- **Stated task**: Continue the page extract on running SQL over foreign data in CitusDB, picking up after its last sentence.

--- START OF Page extract ---

Foreign Data

Foreign data wrappers are a new feature introduced in PostgreSQL 9.1. They allow executing SQL queries on data that's external to the database. To enable them, you need to define a foreign data wrapper that can convert the foreign data from its original form into PostgreSQL's internal tuple format.

For us, the really exciting part is enabling this functionality in CitusDB. We think having the ability to run SQL on distributed data, without having to do any data loads, provides substantial value. In the following, we describe examples where we run queries on distributed flat files and MongoDB. Through writing different foreign data wrappers, other data formats can be processed as well.

File Foreign Data Wrapper

One example foreign data wrapper that comes with PostgreSQL's contrib package is file_fdw. This wrapper handles flat files with tabular data, and several good tutorials for using it with PostgreSQL already exist.

CitusDB extends on this functionality by creating a foreign table for each flat file, and distributing SQL queries across these foreign tables. The CitusDB master node can efficiently parallelize filters, groupings, sorts, limits, aggregations, most table joins, and certain subselects.

To demonstrate this with an example, we describe a setup that uses customer reviews data files from Amazon. We start by showing commands to install the foreign data wrapper package on the local node for 64-bit Fedora or Ubuntu systems. If you'd like to run foreign data wrappers on a multiple node cluster, you'll need to repeat these installation steps on all the nodes.

localhost# wget http://packages.citusdata.com/contrib/citusdb-contrib-3.0.0-1.x86_64.rpm
localhost# sudo rpm --install citusdb-contrib-3.0.0-1.x86_64.rpm

OR

localhost# wget http://packages.citusdata.com/contrib/citusdb-contrib-3.0.0-1.amd64.deb
localhost# sudo dpkg --install citusdb-contrib-3.0.0-1.amd64.deb

Then, you need to download customer reviews data for years 1998 and 1999. These data include 1.75M customer reviews, and more data from subsequent years (2000 to 2004) are also available.

--- END OF Page extract ---
--- START OF Record list ---

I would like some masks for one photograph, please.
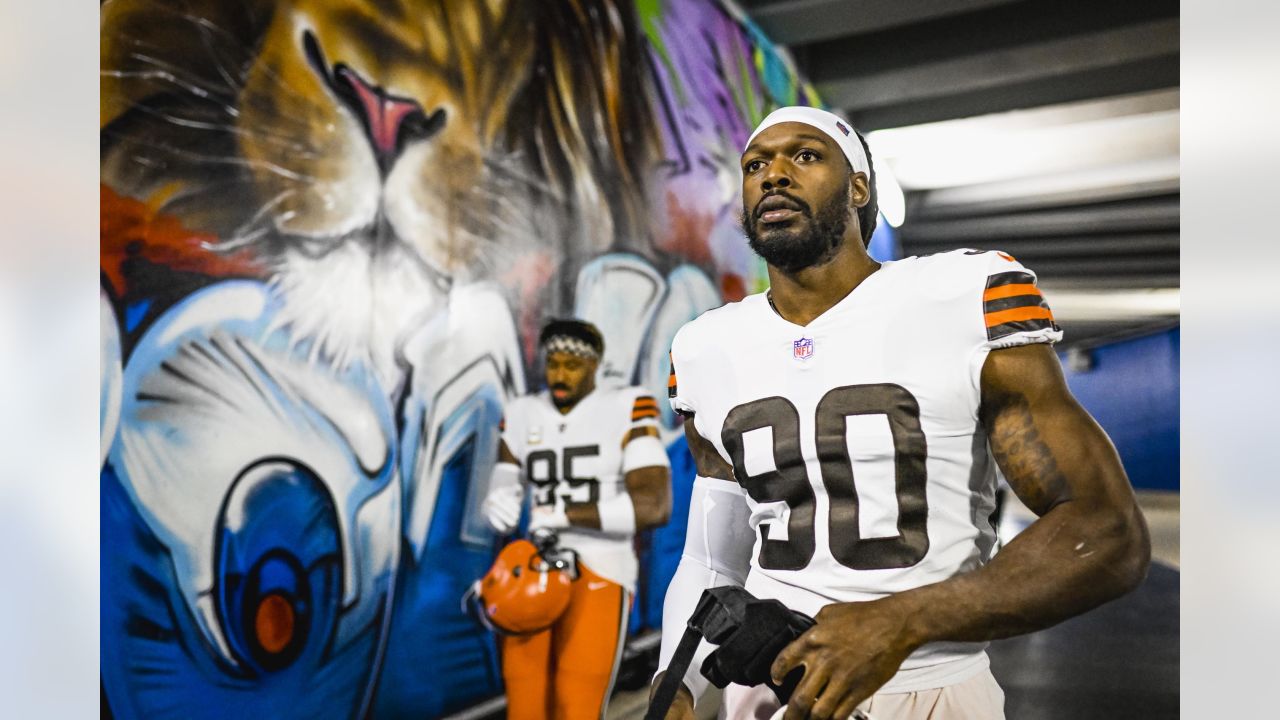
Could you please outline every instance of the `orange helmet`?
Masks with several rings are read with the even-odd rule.
[[[577,574],[572,552],[557,550],[553,533],[540,533],[534,542],[517,539],[502,548],[472,588],[480,620],[495,632],[538,633],[568,607],[570,583]]]

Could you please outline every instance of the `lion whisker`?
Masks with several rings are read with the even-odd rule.
[[[192,129],[207,129],[207,131],[215,131],[215,132],[229,132],[229,133],[239,136],[239,137],[248,137],[248,138],[256,138],[256,140],[269,141],[269,142],[271,142],[271,143],[274,143],[274,145],[276,145],[279,147],[283,147],[285,150],[289,150],[291,152],[293,152],[293,154],[296,154],[298,156],[302,156],[302,158],[307,158],[307,159],[319,158],[319,154],[315,152],[315,150],[310,145],[303,145],[303,143],[292,141],[288,137],[285,137],[283,135],[279,135],[279,133],[271,133],[271,132],[264,132],[264,131],[259,131],[259,129],[251,129],[251,128],[246,128],[246,127],[241,127],[241,126],[232,124],[232,123],[225,123],[225,122],[207,122],[207,120],[198,120],[198,119],[192,119],[192,118],[182,118],[182,117],[174,115],[172,113],[165,113],[165,111],[161,111],[161,110],[156,110],[154,108],[148,108],[146,105],[138,105],[137,109],[141,113],[146,113],[148,115],[152,115],[152,117],[156,117],[156,118],[161,118],[161,119],[168,120],[168,122],[170,122],[170,123],[173,123],[175,126],[179,126],[179,127],[186,127],[186,128],[192,128]]]
[[[289,169],[285,169],[285,168],[282,168],[282,167],[276,165],[275,163],[268,163],[266,160],[247,160],[247,159],[243,159],[243,158],[218,158],[218,156],[212,156],[212,155],[205,155],[202,152],[195,152],[195,151],[191,151],[191,150],[183,150],[180,147],[174,147],[172,145],[165,145],[165,143],[155,145],[155,147],[157,147],[160,150],[165,150],[168,152],[172,152],[173,155],[175,155],[178,158],[183,158],[183,159],[187,159],[187,160],[195,160],[195,161],[198,161],[198,163],[210,163],[210,164],[215,164],[215,165],[241,165],[241,167],[246,167],[246,168],[251,168],[251,169],[266,170],[269,173],[280,176],[283,178],[288,178],[288,179],[298,181],[298,182],[314,182],[316,179],[312,176],[305,176],[305,174],[301,174],[301,173],[296,173],[293,170],[289,170]]]

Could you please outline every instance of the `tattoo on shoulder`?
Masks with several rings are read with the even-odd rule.
[[[1041,437],[1027,397],[1009,392],[982,409],[991,451],[1005,479],[1037,515],[1070,497],[1070,486],[1053,451]]]

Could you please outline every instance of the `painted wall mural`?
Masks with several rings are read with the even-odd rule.
[[[460,598],[538,328],[591,319],[604,382],[660,391],[675,331],[763,287],[739,149],[813,91],[712,0],[108,0],[101,91],[105,705],[498,693]],[[664,423],[637,628],[692,477]]]

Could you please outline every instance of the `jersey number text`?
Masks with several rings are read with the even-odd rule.
[[[858,529],[858,483],[845,439],[845,418],[884,415],[893,436],[897,536],[861,538]],[[920,430],[920,405],[901,386],[892,383],[837,387],[818,402],[818,461],[822,483],[831,498],[828,536],[831,553],[855,570],[910,568],[929,551],[925,500],[927,447]],[[749,475],[744,462],[742,434],[771,428],[776,470]],[[814,552],[814,495],[800,451],[800,415],[785,397],[765,397],[739,405],[724,419],[721,439],[733,460],[733,475],[756,502],[786,502],[790,507],[786,539],[769,539],[769,525],[760,525],[762,568],[799,570]]]
[[[557,473],[559,465],[558,455],[554,450],[535,450],[525,459],[525,471],[530,484],[534,486],[534,505],[554,505],[556,491],[564,502],[596,502],[600,500],[600,482],[598,478],[586,478],[573,474],[573,460],[579,457],[595,457],[600,454],[598,445],[582,445],[564,448],[564,475]]]

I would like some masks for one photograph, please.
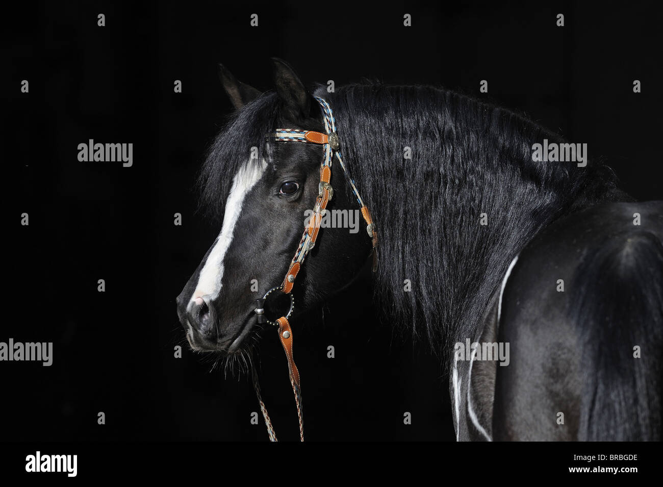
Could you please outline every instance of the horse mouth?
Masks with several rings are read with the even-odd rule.
[[[231,355],[243,351],[247,339],[251,336],[257,323],[257,316],[251,311],[244,318],[239,330],[234,334],[228,338],[212,340],[203,336],[188,322],[186,339],[191,348],[198,352],[214,352],[221,355]]]

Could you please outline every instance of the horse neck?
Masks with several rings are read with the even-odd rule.
[[[473,339],[526,243],[613,187],[573,163],[536,166],[543,163],[532,161],[532,145],[556,136],[511,112],[497,115],[472,119],[459,111],[412,131],[415,117],[408,137],[398,129],[391,137],[380,133],[385,124],[375,119],[364,133],[381,140],[370,141],[372,150],[350,150],[377,224],[378,292],[391,313],[434,344]]]

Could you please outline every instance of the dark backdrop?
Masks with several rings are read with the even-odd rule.
[[[5,11],[3,214],[11,230],[0,341],[52,341],[54,356],[50,368],[0,363],[0,437],[267,439],[262,418],[249,423],[259,409],[245,377],[210,373],[210,360],[186,346],[182,358],[173,356],[184,344],[175,297],[219,230],[195,212],[192,190],[231,109],[217,62],[261,90],[271,88],[268,60],[277,56],[306,82],[365,77],[489,97],[587,143],[590,157],[611,165],[636,198],[660,198],[658,19],[647,4],[593,5],[91,1]],[[412,27],[402,26],[404,13]],[[77,145],[89,139],[133,143],[133,167],[79,162]],[[29,226],[19,224],[23,212]],[[173,224],[176,212],[182,226]],[[453,439],[444,370],[423,344],[375,318],[366,284],[294,323],[307,438]],[[274,337],[262,364],[277,433],[294,439]]]

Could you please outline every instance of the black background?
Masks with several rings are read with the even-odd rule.
[[[217,62],[261,90],[271,88],[268,60],[277,56],[308,82],[369,78],[489,97],[587,143],[637,199],[660,199],[658,17],[650,4],[595,5],[605,4],[92,1],[6,11],[11,230],[0,341],[53,342],[54,363],[0,364],[0,437],[267,439],[262,418],[250,424],[259,409],[245,376],[210,373],[210,359],[187,346],[173,356],[186,342],[175,297],[219,231],[195,212],[193,191],[231,111]],[[564,27],[556,25],[560,13]],[[403,27],[404,13],[412,27]],[[633,92],[636,79],[642,93]],[[133,143],[133,166],[79,162],[77,146],[89,139]],[[20,225],[23,212],[29,226]],[[378,320],[370,295],[361,279],[294,322],[307,439],[453,439],[443,368]],[[279,346],[267,337],[262,347],[263,398],[280,439],[296,439]]]

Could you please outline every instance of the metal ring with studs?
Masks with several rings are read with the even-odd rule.
[[[271,289],[270,289],[269,291],[268,291],[267,293],[265,293],[265,296],[263,297],[263,300],[267,300],[267,297],[269,295],[271,295],[272,293],[273,293],[274,291],[282,291],[282,290],[283,290],[283,286],[276,286],[276,287],[272,287]],[[288,310],[288,314],[285,315],[286,319],[290,318],[290,314],[292,314],[292,310],[294,309],[294,296],[292,295],[292,293],[288,293],[288,294],[290,297],[290,308],[289,310]],[[265,313],[265,309],[264,308],[260,309],[260,311],[262,311],[261,313],[259,313],[258,311],[259,310],[257,309],[255,309],[255,310],[254,310],[254,311],[255,311],[255,313],[256,313],[257,314],[264,314],[264,313]],[[265,321],[267,323],[269,323],[269,324],[271,324],[273,326],[278,326],[278,323],[277,323],[277,322],[276,322],[274,321],[271,321],[271,320],[267,319],[267,318],[265,318]]]

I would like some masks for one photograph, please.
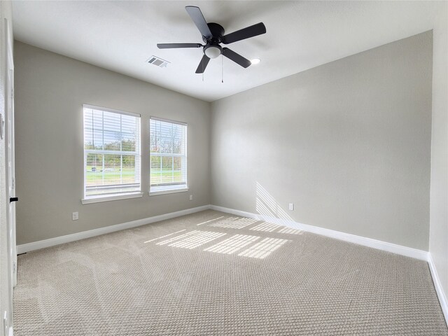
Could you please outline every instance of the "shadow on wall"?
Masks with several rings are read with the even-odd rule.
[[[272,195],[258,182],[257,182],[256,188],[255,210],[262,216],[294,221],[294,220],[281,209]]]

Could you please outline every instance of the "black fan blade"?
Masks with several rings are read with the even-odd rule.
[[[244,68],[247,68],[251,64],[251,61],[243,57],[241,55],[237,54],[234,51],[231,50],[228,48],[223,48],[223,55],[229,59],[232,59],[235,63],[239,64]]]
[[[159,49],[172,49],[173,48],[201,48],[200,43],[157,43]]]
[[[205,55],[202,56],[202,59],[201,59],[200,63],[197,66],[197,69],[196,69],[196,74],[202,74],[205,70],[205,68],[207,67],[207,64],[209,64],[209,61],[210,59],[207,57]]]
[[[191,20],[193,20],[195,24],[201,32],[203,36],[206,37],[211,37],[211,31],[210,31],[210,28],[207,24],[207,22],[204,18],[204,15],[202,15],[202,12],[199,8],[199,7],[196,7],[195,6],[187,6],[185,9],[187,10],[187,13],[190,14],[190,17]]]
[[[233,43],[237,41],[248,38],[249,37],[256,36],[261,35],[266,32],[266,27],[263,22],[257,23],[253,26],[243,28],[242,29],[237,30],[233,33],[227,34],[223,36],[223,43],[224,44]]]

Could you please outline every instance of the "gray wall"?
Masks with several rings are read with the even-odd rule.
[[[20,42],[15,62],[18,244],[209,204],[209,103]],[[141,114],[143,197],[81,204],[84,103]],[[148,195],[150,115],[188,123],[190,192]]]
[[[431,72],[429,31],[212,103],[212,204],[428,251]]]
[[[9,1],[0,1],[0,113],[5,117],[5,102],[6,101],[6,33],[4,31],[5,20],[8,20],[10,34],[12,37],[12,13],[11,4]],[[5,125],[6,128],[6,125]],[[10,272],[9,265],[10,259],[9,246],[12,241],[9,239],[9,225],[6,214],[9,211],[9,190],[6,181],[6,137],[0,139],[0,336],[5,336],[4,328],[4,314],[8,314],[8,323],[13,323],[13,289],[10,284]]]
[[[438,10],[434,27],[433,132],[429,251],[448,294],[448,4]],[[445,311],[448,317],[448,311]]]

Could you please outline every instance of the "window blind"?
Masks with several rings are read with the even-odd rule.
[[[187,188],[187,124],[150,119],[150,192]]]
[[[140,192],[140,116],[83,108],[84,198]]]

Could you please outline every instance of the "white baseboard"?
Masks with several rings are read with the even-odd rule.
[[[41,248],[45,248],[46,247],[54,246],[55,245],[74,241],[76,240],[90,238],[92,237],[99,236],[106,233],[120,231],[120,230],[130,229],[131,227],[145,225],[146,224],[150,224],[151,223],[164,220],[165,219],[170,219],[175,217],[179,217],[181,216],[188,215],[190,214],[202,211],[209,209],[210,209],[209,205],[204,205],[202,206],[187,209],[186,210],[181,210],[179,211],[170,212],[169,214],[154,216],[153,217],[148,217],[147,218],[138,219],[136,220],[132,220],[131,222],[123,223],[115,225],[106,226],[105,227],[100,227],[99,229],[90,230],[88,231],[73,233],[71,234],[67,234],[66,236],[57,237],[55,238],[50,238],[49,239],[40,240],[38,241],[34,241],[32,243],[18,245],[17,253],[18,254],[24,253],[25,252],[39,250]]]
[[[437,272],[437,269],[433,262],[433,257],[431,257],[430,253],[429,253],[428,259],[428,263],[429,264],[429,269],[431,271],[431,276],[433,276],[433,282],[434,283],[434,287],[435,287],[437,296],[439,298],[442,311],[445,316],[445,321],[447,321],[447,324],[448,324],[448,300],[447,300],[447,295],[445,295],[443,291],[443,287],[442,287],[442,284],[440,284],[439,274]]]
[[[225,208],[216,205],[211,206],[211,209],[216,210],[218,211],[226,212],[227,214],[232,214],[237,216],[241,216],[244,217],[248,217],[250,218],[258,219],[260,220],[265,220],[266,222],[274,223],[275,224],[285,225],[288,227],[302,230],[308,232],[312,232],[316,234],[321,234],[322,236],[329,237],[330,238],[335,238],[336,239],[357,244],[358,245],[372,247],[378,250],[391,252],[393,253],[414,258],[420,260],[428,261],[428,252],[426,251],[418,250],[416,248],[412,248],[407,246],[402,246],[401,245],[396,245],[395,244],[382,241],[380,240],[372,239],[370,238],[365,238],[364,237],[356,236],[355,234],[351,234],[349,233],[341,232],[340,231],[324,229],[323,227],[318,227],[317,226],[302,224],[300,223],[294,222],[293,220],[288,220],[285,219],[276,218],[275,217],[260,215],[258,214],[241,211],[240,210],[235,210],[234,209]]]

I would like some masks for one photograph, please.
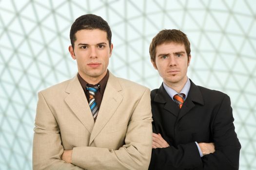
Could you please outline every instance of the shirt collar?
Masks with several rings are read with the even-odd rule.
[[[100,88],[99,88],[99,92],[101,94],[104,93],[104,91],[105,90],[105,89],[106,88],[106,86],[107,85],[107,83],[108,82],[108,78],[109,77],[109,73],[108,71],[107,71],[107,73],[104,76],[104,77],[98,82],[98,83],[97,83],[96,85],[99,84],[100,85]],[[91,85],[88,84],[87,82],[86,82],[86,81],[83,79],[83,78],[80,76],[79,73],[78,73],[78,80],[79,80],[79,82],[80,82],[80,84],[81,84],[81,85],[82,86],[82,87],[83,88],[83,91],[85,92],[86,91],[86,86],[90,86],[90,87],[93,87],[96,85]]]
[[[187,80],[187,82],[186,82],[186,84],[185,84],[185,85],[181,89],[181,91],[180,91],[180,92],[179,93],[183,93],[185,94],[185,99],[184,99],[184,100],[185,101],[186,99],[187,99],[187,97],[188,96],[188,92],[189,91],[189,89],[190,89],[190,81],[189,80],[189,79],[188,77],[188,80]],[[169,96],[172,98],[173,100],[173,97],[176,94],[178,93],[176,91],[173,89],[172,88],[169,87],[167,85],[166,85],[164,82],[163,82],[163,85],[164,89],[167,92]]]

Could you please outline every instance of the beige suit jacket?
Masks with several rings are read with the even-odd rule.
[[[110,73],[95,122],[77,76],[39,93],[34,170],[147,170],[149,89]],[[73,149],[72,164],[61,160]]]

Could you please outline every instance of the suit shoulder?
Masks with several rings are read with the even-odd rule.
[[[150,96],[151,97],[151,99],[153,99],[155,96],[156,96],[156,94],[158,93],[158,88],[156,88],[154,90],[151,90],[151,92],[150,92]]]
[[[117,77],[117,78],[122,86],[125,88],[132,88],[134,90],[138,89],[138,90],[140,91],[149,89],[149,88],[146,87],[145,86],[140,85],[137,83],[135,83],[130,80],[119,77]]]
[[[47,87],[43,90],[40,91],[39,93],[41,93],[45,94],[53,93],[56,94],[56,93],[58,93],[58,91],[63,91],[63,89],[65,89],[66,88],[67,85],[68,85],[71,80],[72,79],[66,80],[64,82],[53,85],[49,87]]]
[[[216,97],[218,98],[223,98],[228,96],[226,94],[218,90],[213,90],[199,85],[197,85],[199,90],[202,93],[203,96],[209,96],[209,97]]]

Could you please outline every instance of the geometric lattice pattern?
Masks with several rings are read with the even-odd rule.
[[[230,96],[240,169],[256,170],[256,5],[254,0],[0,0],[0,169],[32,169],[37,92],[76,74],[70,26],[93,13],[112,30],[110,71],[151,89],[161,83],[150,61],[152,38],[165,28],[185,33],[189,77]]]

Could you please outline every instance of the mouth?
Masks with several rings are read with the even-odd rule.
[[[99,67],[99,66],[100,66],[101,64],[99,63],[90,63],[89,64],[87,64],[87,66],[93,68],[95,68]]]
[[[177,73],[177,72],[179,72],[179,70],[176,70],[176,69],[174,69],[174,70],[169,70],[167,71],[168,73]]]

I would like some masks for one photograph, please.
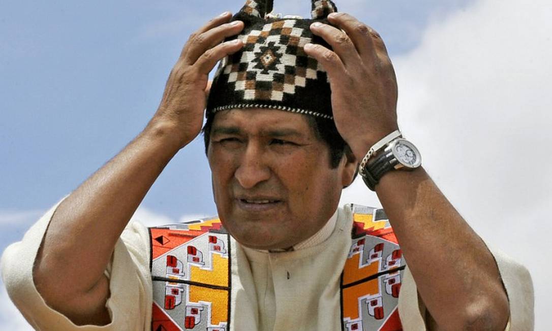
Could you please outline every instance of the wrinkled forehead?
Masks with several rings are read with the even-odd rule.
[[[301,114],[263,108],[235,108],[212,116],[211,135],[221,132],[303,137],[314,135],[307,115]]]

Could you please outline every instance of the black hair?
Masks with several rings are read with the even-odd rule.
[[[273,110],[279,111],[279,110]],[[346,153],[350,153],[351,148],[337,131],[333,121],[321,118],[303,115],[307,119],[309,125],[312,129],[316,137],[323,141],[330,148],[330,165],[332,169],[337,168]],[[203,140],[205,145],[205,154],[209,148],[211,128],[214,115],[207,117],[203,126]]]

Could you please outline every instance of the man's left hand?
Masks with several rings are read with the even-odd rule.
[[[311,30],[333,51],[311,44],[305,52],[327,72],[336,126],[360,161],[372,145],[398,129],[395,71],[373,29],[343,13],[331,14],[328,19],[335,26],[316,22]]]

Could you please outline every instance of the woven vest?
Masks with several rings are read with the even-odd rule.
[[[382,209],[346,207],[352,211],[353,228],[341,278],[342,330],[402,330],[397,305],[406,264],[387,217]],[[149,231],[152,330],[231,330],[230,252],[235,242],[220,220]]]

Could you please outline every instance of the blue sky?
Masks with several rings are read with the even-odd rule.
[[[0,121],[0,155],[3,156],[0,162],[0,252],[10,243],[19,239],[43,211],[75,189],[140,132],[156,110],[168,73],[189,34],[211,17],[226,10],[235,12],[243,2],[214,0],[86,2],[12,0],[0,4],[0,100],[2,100],[0,104],[2,117]],[[306,1],[275,2],[274,11],[284,14],[307,16],[310,9],[310,4]],[[480,49],[479,52],[495,54],[493,49],[501,50],[507,40],[501,39],[500,34],[495,32],[496,38],[489,36],[489,39],[484,39],[485,31],[495,31],[492,26],[510,26],[508,22],[516,26],[524,26],[527,22],[534,23],[539,18],[535,19],[529,14],[524,14],[524,11],[549,13],[550,10],[550,6],[543,4],[546,3],[544,2],[540,4],[542,5],[540,9],[531,5],[520,5],[517,12],[512,9],[516,6],[503,6],[502,3],[493,0],[337,0],[336,2],[340,10],[355,14],[377,30],[386,41],[391,58],[397,64],[400,93],[401,86],[406,87],[404,89],[404,98],[400,100],[400,103],[402,103],[403,109],[411,105],[413,109],[420,109],[416,112],[404,114],[403,126],[411,129],[411,137],[417,138],[422,145],[426,144],[426,151],[437,151],[438,147],[445,146],[431,145],[436,140],[428,137],[432,132],[448,127],[446,124],[449,121],[457,125],[450,126],[456,129],[439,131],[441,134],[439,137],[442,138],[439,141],[449,144],[445,147],[452,146],[464,151],[464,146],[473,148],[479,146],[479,141],[463,141],[465,137],[462,135],[467,132],[468,135],[477,136],[477,132],[486,129],[470,129],[475,125],[464,118],[448,115],[435,117],[432,114],[437,112],[428,113],[429,107],[420,105],[426,104],[424,103],[427,103],[426,99],[428,99],[432,102],[427,104],[444,105],[443,109],[448,105],[446,103],[439,103],[443,95],[447,96],[447,100],[469,99],[458,97],[464,90],[470,90],[463,85],[458,85],[454,90],[439,90],[439,95],[433,93],[450,82],[446,78],[439,81],[437,78],[442,77],[439,75],[454,77],[453,75],[456,74],[460,77],[466,72],[468,70],[466,68],[471,67],[470,63],[464,63],[466,66],[460,67],[463,62],[456,57],[461,53],[464,58],[469,58],[470,53],[466,50],[479,46],[477,41],[480,35],[484,36],[480,37],[482,42],[488,40],[498,41],[485,44],[489,45],[486,46],[489,48]],[[221,3],[225,4],[221,6]],[[487,9],[489,6],[492,10],[491,15],[485,14],[489,12],[485,10],[490,10]],[[508,20],[510,20],[506,22]],[[540,21],[534,24],[537,23],[541,24]],[[549,31],[542,28],[543,31]],[[450,29],[450,38],[440,37],[441,32],[449,31],[447,29]],[[470,35],[471,39],[466,37],[475,30],[480,33]],[[544,35],[544,33],[539,33],[534,34]],[[460,53],[452,54],[447,53],[447,49],[443,50],[436,46],[438,44],[436,41],[439,40],[441,44],[447,45],[444,46],[447,49],[459,47],[458,44],[461,42],[466,45],[470,42],[474,44],[459,48]],[[535,41],[528,47],[548,47],[550,44],[549,39]],[[538,45],[535,46],[535,44]],[[549,52],[550,49],[545,48],[540,51]],[[434,65],[428,65],[428,59],[432,61],[433,55]],[[422,63],[420,62],[421,58],[426,60],[423,65],[420,64]],[[442,58],[450,61],[439,62]],[[532,58],[529,60],[539,60]],[[488,72],[481,74],[478,78],[480,80],[500,76],[497,72],[503,70],[502,67],[498,66],[500,61],[495,63],[490,58],[488,61],[483,69],[470,74]],[[442,66],[438,69],[433,68],[439,64]],[[423,72],[416,71],[416,68],[419,68],[426,69]],[[514,72],[512,74],[516,74]],[[526,76],[520,74],[520,81]],[[508,81],[507,77],[502,78],[504,79],[501,82]],[[420,87],[422,86],[421,83],[416,84],[418,79],[422,79],[424,84],[427,83],[427,87],[423,86],[425,87],[423,89]],[[545,83],[547,82],[543,82],[541,85],[546,86]],[[511,87],[508,86],[496,93],[501,96],[508,95],[508,91],[516,90]],[[529,103],[529,105],[535,109],[550,109],[549,98],[526,98],[523,99],[526,102],[526,106],[529,99],[532,103]],[[511,102],[508,104],[514,104]],[[487,110],[494,106],[492,103],[484,105]],[[482,106],[470,105],[466,109],[473,107],[477,109],[476,107],[479,106]],[[545,121],[544,114],[542,112],[535,115],[538,120],[540,119],[535,120],[537,124]],[[474,116],[479,115],[476,114]],[[493,123],[504,125],[503,131],[500,131],[502,130],[502,126],[496,129],[496,132],[501,136],[511,136],[511,132],[506,128],[519,127],[520,123],[524,123],[523,120],[519,120],[514,115],[499,116],[499,119]],[[477,122],[487,120],[480,120]],[[422,125],[411,124],[415,123]],[[532,124],[528,122],[525,126],[530,127]],[[458,131],[459,125],[463,125],[466,130]],[[431,131],[432,127],[434,128],[434,131]],[[453,132],[458,133],[447,140],[447,137],[450,137],[447,135]],[[435,136],[434,134],[431,134]],[[512,134],[526,136],[519,131]],[[549,140],[549,136],[543,138]],[[459,137],[461,137],[459,139]],[[492,141],[497,144],[503,142],[502,140]],[[522,148],[523,146],[517,148]],[[466,150],[465,153],[470,153],[473,150]],[[508,180],[508,172],[519,170],[516,168],[517,163],[512,166],[513,168],[504,170],[503,175],[491,172],[489,175],[484,176],[485,180],[482,181],[470,181],[470,174],[463,172],[475,166],[464,161],[461,157],[465,154],[443,157],[442,154],[431,152],[426,155],[427,160],[433,161],[427,164],[433,170],[431,173],[436,181],[442,184],[444,191],[449,193],[449,198],[464,207],[465,210],[473,210],[469,202],[469,195],[478,189],[485,193],[484,196],[490,197],[493,203],[496,202],[497,209],[501,207],[501,201],[506,208],[516,204],[525,204],[524,199],[533,196],[530,194],[516,195],[514,192],[518,191],[519,189],[501,186]],[[146,196],[142,204],[144,210],[157,217],[174,220],[183,215],[215,213],[210,173],[203,156],[201,141],[195,141],[181,151]],[[443,161],[445,158],[453,161],[447,163],[448,161]],[[455,168],[459,164],[463,167]],[[519,167],[522,166],[519,164]],[[458,172],[453,171],[455,169]],[[535,168],[535,171],[542,170]],[[552,178],[550,172],[538,173],[541,174],[540,178],[544,179],[538,183],[535,181],[534,185],[550,187],[546,186]],[[354,197],[358,196],[357,189],[353,188],[347,197],[353,197],[351,199],[354,200]],[[465,196],[468,197],[463,197]],[[493,197],[502,197],[502,200],[499,201],[496,197],[495,201]],[[539,199],[544,201],[543,203],[550,202],[550,196],[546,194],[535,195],[530,201]],[[377,204],[373,195],[367,200]],[[477,205],[476,207],[481,209],[478,210],[481,212],[485,212],[484,206]],[[542,208],[539,205],[531,210],[538,211]],[[469,215],[470,212],[465,213]],[[534,217],[537,219],[540,215]],[[513,224],[514,221],[512,222]],[[478,225],[484,223],[481,222],[474,227],[480,228],[484,233],[488,231],[492,237],[494,232],[485,228],[485,225]],[[498,239],[496,243],[502,244]],[[524,258],[524,255],[516,256],[514,250],[508,253],[514,257]],[[534,263],[538,264],[537,261]],[[549,287],[547,289],[548,290]],[[0,327],[3,325],[3,317],[8,316],[7,311],[2,313],[5,307],[0,305]]]

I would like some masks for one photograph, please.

--- END OF Record list ---

- **Response to this task**:
localhost# wget http://examples.citusdata.com/customer_reviews_1998.csv.gz
localhost# wget http://examples.citusdata.com/customer_reviews_1999.csv.gz

localhost# gzip -d customer_reviews_1998.csv.gz
localhost# gzip -d customer_reviews_1999.csv.gz

Now, we need to create an extension and server for foreign files, and then create a distributed foreign table associated with the file server. Note that you need to connect to the master database to issue these commands.

localhost# /opt/citusdb/3.0/bin/psql -h localhost -p 5432 -d postgres

postgres# CREATE EXTENSION file_fdw;
postgres# CREATE SERVER file_server FOREIGN DATA WRAPPER file_fdw;

postgres# CREATE FOREIGN TABLE customer_reviews
(
    customer_id TEXT not null,
    review_date DATE not null,
    review_rating INTEGER not null,
    review_votes INTEGER,
    review_helpful_votes INTEGER,
    product_id CHAR(10) not null,
    product_title TEXT not null,
    product_sales_rank BIGINT,
    product_group TEXT,
    product_category TEXT,
    product_subcategory TEXT,
    similar_product_ids CHAR(10)[]
)
DISTRIBUTE BY APPEND (review_date)
SERVER file_server
OPTIONS (filename '', format 'csv');

The first two commands are standard in PostgreSQL. The last command creates a new distributed foreign table, and has almost the same syntax as PostgreSQL's create foreign table command. The only difference is that the command has a distribute by append clause at the end. In this context, the append clause tells the database to extract and keep the minimum and maximum values for review_dates in each foreign file.

Now, let's "upload" our customer reviews files to the database by specifying the correct file path. In practice, the following commands simply change table related metadata on the master and the worker node. They initiate file copy operations only if the replication factor is set to more than 1.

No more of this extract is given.